- **TRAVAIL À FAIRE**:
1/ Pouvez-vous condenser en liste le paragraphe de l'entretien avec Gabriel Robin qui commence par « Né en 1929 et décédé en 2022 », en conservant ses faits principaux ?
2/ Pourriez-vous reprendre l'entretien avec Gabriel Robin à la suite de sa dernière phrase ?

- **TEXTE DE LA PAGE**:
====
Pour l'ancien ambassadeur français, la disparition d'une réelle politique étrangère est l’un des grands drames de l’Histoire récente de notre pays. Dans cet entretien exclusif réalisé par Olivier Berruyer en 2015, Gabriel Robin analyse l'évolution de la politique extérieure française, dénonce l'absence totale de pensée stratégique et de politique d'indépendance, et revient sur les grandes erreurs de la construction européenne.

publié le 04/09/2022 Par Olivier Berruyer
« Notre politique étrangère est réduite à néant » - Gabriel Robin

Né en 1929 et décédé en 2022, Gabriel Robin est un ancien ambassadeur français. Il étudie à l’ENA et à l’École normale supérieure avant d’entamer une remarquable carrière dans l’administration française, s’occupant principalement de politique étrangère. Il occupe les postes de Détaché à la représentation permanente auprès des Communautés européennes à Bruxelles (1961-1969), Conseiller diplomatique de Georges Pompidou (1973-1974) puis de Valéry Giscard d’Estaing (1974-1979), ou encore Ambassadeur auprès de l’OTAN (1987-1993).

Olivier Berruyer : M. Robin, fort de votre expérience en matière diplomatique, comment jugez-vous l’évolution de la politique extérieure de la France depuis 1958 ?
====
- **LIGNES DE DONNÉES**:
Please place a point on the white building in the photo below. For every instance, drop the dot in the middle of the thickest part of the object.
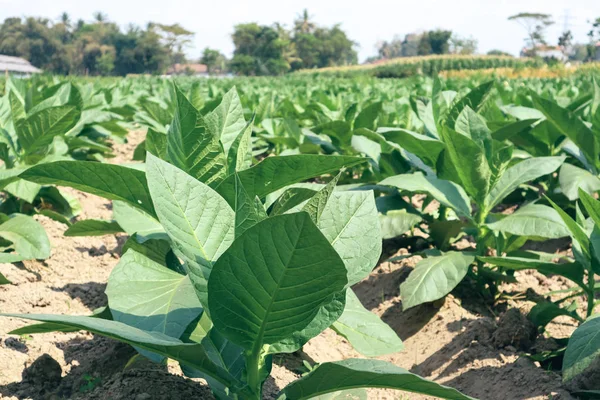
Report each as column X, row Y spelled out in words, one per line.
====
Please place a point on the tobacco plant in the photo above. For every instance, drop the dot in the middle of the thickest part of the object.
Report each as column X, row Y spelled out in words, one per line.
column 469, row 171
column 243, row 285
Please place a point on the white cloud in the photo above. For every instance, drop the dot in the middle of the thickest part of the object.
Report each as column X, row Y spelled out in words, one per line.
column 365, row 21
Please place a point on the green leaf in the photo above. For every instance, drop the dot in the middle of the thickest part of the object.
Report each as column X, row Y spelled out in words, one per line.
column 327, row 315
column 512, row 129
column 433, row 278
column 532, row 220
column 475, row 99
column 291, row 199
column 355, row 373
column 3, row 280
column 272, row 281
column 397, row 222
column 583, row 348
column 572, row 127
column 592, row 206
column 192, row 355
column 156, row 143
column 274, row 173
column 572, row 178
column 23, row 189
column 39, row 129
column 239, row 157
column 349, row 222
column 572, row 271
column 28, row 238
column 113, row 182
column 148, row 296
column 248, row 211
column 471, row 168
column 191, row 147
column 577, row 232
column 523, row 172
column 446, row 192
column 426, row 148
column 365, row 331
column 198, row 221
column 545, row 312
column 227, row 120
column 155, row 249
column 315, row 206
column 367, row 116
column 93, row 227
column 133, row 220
====
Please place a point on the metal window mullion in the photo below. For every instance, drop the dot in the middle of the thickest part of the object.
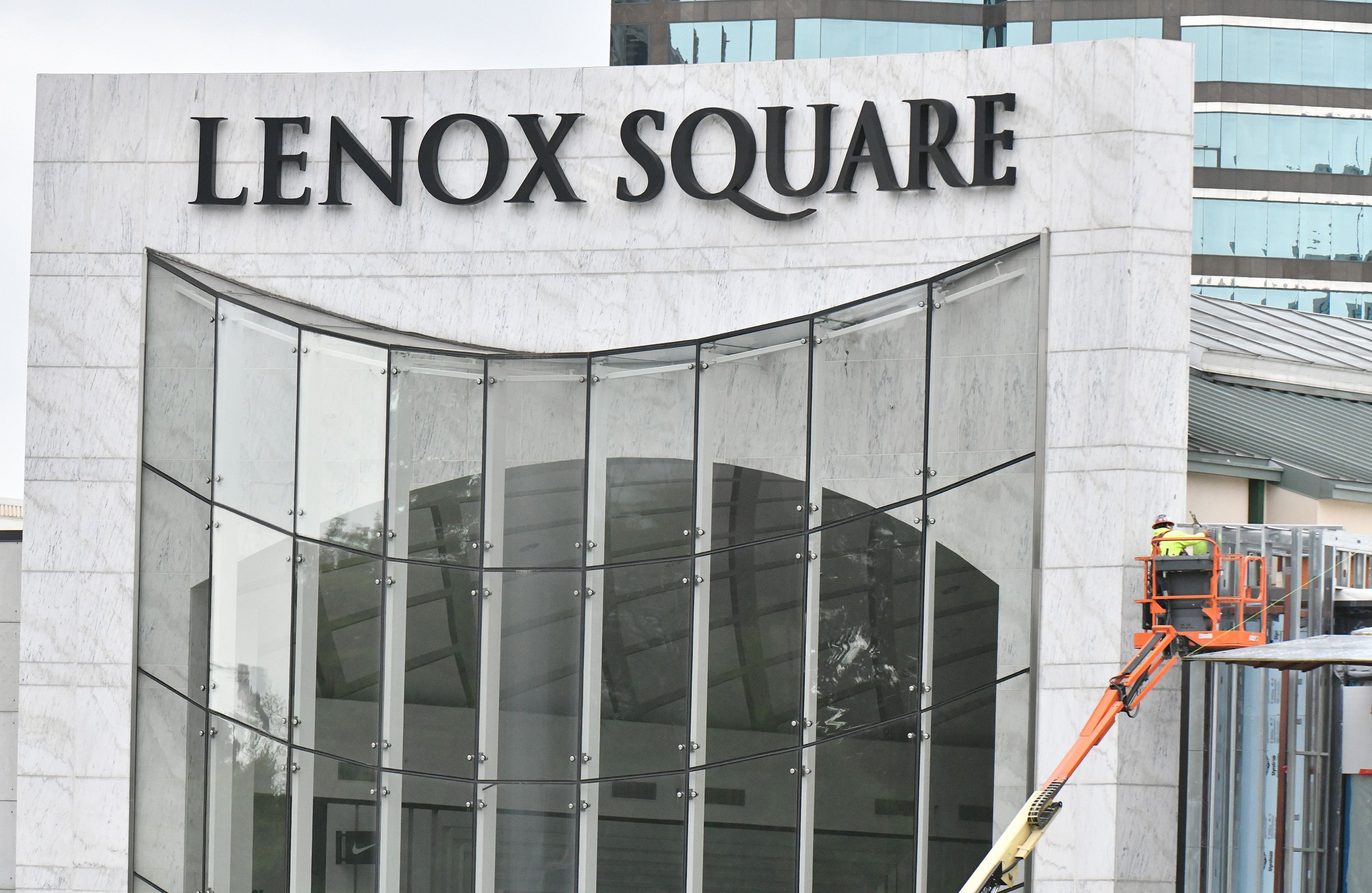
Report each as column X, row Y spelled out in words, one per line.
====
- **RÉPONSES FOURNIES**:
1/
- Gabriel Robin (1929-2022), ancien ambassadeur français.
- Formé à l'ENA et à l'École normale supérieure.
- Carrière dans l'administration française, surtout consacrée à la politique étrangère.
- Postes occupés :
  - détaché à la représentation permanente auprès des Communautés européennes à Bruxelles (1961-1969) ;
  - conseiller diplomatique de Georges Pompidou (1973-1974), puis de Valéry Giscard d'Estaing (1974-1979) ;
  - ambassadeur auprès de l'OTAN (1987-1993).

2/
Gabriel Robin : En matière de politique étrangère, nous sommes passés de tout... à rien. Sous Valéry Giscard d’Estaing, notre politique était ambiguë, mais avait le mérite d’exister. Aujourd’hui, elle est réduite à néant ; il n’en reste qu’une diplomatie de façade. Définir la politique étrangère de François Mitterrand ou de Jacques Chirac est impossible puisqu’il n’y a plus de pensée. L’obsession européenne qui caractérisait les deux mandats n’en a pas fait une politique ; ce n’est qu’un tropisme. Or, auparavant, il était possible de définir une politique globale, par laquelle la France existait sur la scène internationale.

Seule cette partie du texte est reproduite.